EXCERPT TO READ:
Friday, June 20, 2008

Disco!graphy: Sigur Rós, Part 1

Disco!graphy is a regular feature that catches up with bands by exploring their entire full-length output.

On today's mix...
Von (1997)
Ágætis byrjun (1999)

Sigur Rós release their fifth album on Tuesday--or today, if you live in Ireland, Germany, or Belgium. In any case, it's currently streaming on their website, but before I immerse myself in new material, I wanted to step back and look at their existing oeuvre, much of which I've never gotten around to giving focused attention. As you've probably assumed given the length, this isn't an actual running playlist, but Sigur Rós really aren't the best band to be competing with the noise of L.A. traffic anyway.

Sigur Rós's 1997 debut, Von, was totally new to me as of yesterday, and it's surprising to learn that it didn't see international release until 2004. Though the band has not yet discovered their signature sound yet on Von, the album is a full-fledged epic in line with their other releases, full of exciting, atmospheric tracks. The album was years in the making, and it shows. Each track here is grand and cinematic, scoring an imaginary movie the band invites the listener to invent. The band-titled opener invites the lures into a classic horror territory, while centerpiece "Hafssól (The Sun's Sea)" indeed sounds like it would fit well in something more space-exploration themed (Sunshine?)

The majority of Von's tracks eschew melody almost entirely, preferring instead to build the atmosphere through quiet noise and percussion, and the results are exciting, though not especially memorable. If Von is flawed--the band themselves have indicated that they were not entirely pleased with the final results--it's only because these tracks neither feel quite as distinctive or personal as their later work. Ultimately, Von gives a solid impression of the band's talent, if only an incomplete picture of what's to come.

Though the intro of Ágætis byrjun continues in the same footing as Von's outro--backwards--the album is a significant change of direction for the band. The intense focus on atmosphere is still in place; however, here they're more content to fill it in with melody, and the album features some of the band's best tracks.

Despite sounding a little bit like Radiohead, "
Svefn-g-englar (Sleepwalkers)" is a haunting ballad--dirty, insistent, and epic, a song that's become perhaps their most recognizable. The track does turn out to be something of an anomaly on this album, though, as most of the songwriting here works within a relatively narrow spectrum, starting off slow and spare but ultimately building up to an explosive, gorgeous finale. Usually there are violins. Though it's a bit formulaic, Sigur Rós make it work, and nowhere is this approach more effective than with track three, "Starálfur (Staring Elf)", which offers the album's hookiest melody, marries acoustic guitar with electro glitches, and ultimately soars away on violins. It's the album's best moment.

Despite such a solid start, Ágætis byrjun ultimately ends up a little top-heavy with the remainder of the album never quite matching up to the greatness promised by its opening. Though the chorus of "Flugufrelsarinn (The Fly Freer)" does do some flying, the track spends most of its time brooding. "Ný batterí (New Batteries)" skirts by thanks to the abstract atmosphere created by its hesitant horns and falsetto, but "Hjartað hamast bamm bamm bamm (The Heart Pounds)" does more trudging than pounding, as though its heart is having trouble with each "bamm". "Viðrar vel til loftárása (Good Weather for Airstrikes)" wisely cleanses the palette with a minute of ambient noise before launching into more conventionally lovely terrain, taking a welcome country-western twist before building up to an abrupt "Day in the Life" clusterfuck of noise. It's not a knock-out success, but it's the type of experimentation you'd like to see a little more of on this album. The title track, meanwhile, rides on the kind of repetitive-yet-meandering piano melody that they would later perfect on ( ).

Though Ágætis byrjun is always a lovely, worthwhile album, the Volenska-introducing "Olsen Olsen" is its only other truly great, distinctive track--a builder dominated by a haunting, fluted melody. Despite having a reputation for being their best, Sigur Rós's second album is an occasionally great but inconsistent effort, the work of a great band testing out a new, more ambitious sound and very much still growing.

EXERCISE REQUIREMENTS:
1. Answer these questions on the Sigur Rós review:
(a) In what year did Von first get an international release?
(b) Which track does the review call the best moment on Ágætis byrjun?
(c) Which track introduces Volenska?
2. Rewrite the Sigur Rós review's paragraph beginning "The majority of Von's tracks" in a shorter form that keeps its main points.
Answer from the text alone, without outside information.

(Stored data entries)
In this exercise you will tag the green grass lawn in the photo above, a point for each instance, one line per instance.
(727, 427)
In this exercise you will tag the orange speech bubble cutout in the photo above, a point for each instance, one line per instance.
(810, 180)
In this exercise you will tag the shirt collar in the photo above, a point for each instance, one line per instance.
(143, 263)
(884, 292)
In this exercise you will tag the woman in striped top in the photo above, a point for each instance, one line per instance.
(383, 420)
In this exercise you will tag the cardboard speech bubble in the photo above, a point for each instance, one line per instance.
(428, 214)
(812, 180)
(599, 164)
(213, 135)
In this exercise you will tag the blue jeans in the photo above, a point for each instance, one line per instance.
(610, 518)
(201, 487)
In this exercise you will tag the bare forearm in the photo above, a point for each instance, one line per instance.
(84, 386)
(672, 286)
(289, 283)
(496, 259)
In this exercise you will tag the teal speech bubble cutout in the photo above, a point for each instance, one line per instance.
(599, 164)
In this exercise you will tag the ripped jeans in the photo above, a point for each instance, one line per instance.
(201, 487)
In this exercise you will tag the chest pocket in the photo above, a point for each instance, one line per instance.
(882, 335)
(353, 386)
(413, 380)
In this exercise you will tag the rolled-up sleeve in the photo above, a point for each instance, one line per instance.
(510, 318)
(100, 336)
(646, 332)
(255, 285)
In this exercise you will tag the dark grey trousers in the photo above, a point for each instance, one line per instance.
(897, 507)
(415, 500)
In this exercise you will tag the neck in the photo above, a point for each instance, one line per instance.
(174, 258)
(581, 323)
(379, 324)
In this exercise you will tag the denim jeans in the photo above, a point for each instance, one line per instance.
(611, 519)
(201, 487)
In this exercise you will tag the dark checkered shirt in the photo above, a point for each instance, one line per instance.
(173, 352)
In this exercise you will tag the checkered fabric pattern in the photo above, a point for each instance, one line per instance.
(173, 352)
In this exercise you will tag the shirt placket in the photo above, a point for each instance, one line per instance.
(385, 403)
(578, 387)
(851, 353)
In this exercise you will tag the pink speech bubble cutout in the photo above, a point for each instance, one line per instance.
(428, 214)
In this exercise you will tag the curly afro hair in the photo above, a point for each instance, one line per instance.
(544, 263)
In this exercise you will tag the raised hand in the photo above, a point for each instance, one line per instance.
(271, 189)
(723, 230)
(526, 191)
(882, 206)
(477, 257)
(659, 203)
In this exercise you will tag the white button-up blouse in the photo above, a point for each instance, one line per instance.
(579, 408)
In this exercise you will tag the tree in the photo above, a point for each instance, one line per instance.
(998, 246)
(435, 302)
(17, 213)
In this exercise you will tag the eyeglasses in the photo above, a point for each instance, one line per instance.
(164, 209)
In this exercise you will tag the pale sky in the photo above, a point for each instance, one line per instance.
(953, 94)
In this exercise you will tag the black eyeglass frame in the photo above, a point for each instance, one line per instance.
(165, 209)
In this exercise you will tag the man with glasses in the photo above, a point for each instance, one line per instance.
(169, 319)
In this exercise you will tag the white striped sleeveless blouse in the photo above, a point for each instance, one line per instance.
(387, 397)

SOLUTIONS TO THE EXERCISE:
1.
(a) 2004
(b) "Starálfur (Staring Elf)"
(c) "Olsen Olsen"

2. Most of Von's tracks avoid melody and build atmosphere through quiet noise and percussion. The results are exciting but not especially memorable. The band has said it was not entirely pleased with the album, and its weakness is that the tracks feel less distinctive and personal than the band's later work. Von still gives a solid impression of the band's talent, though only an incomplete picture of what was to come.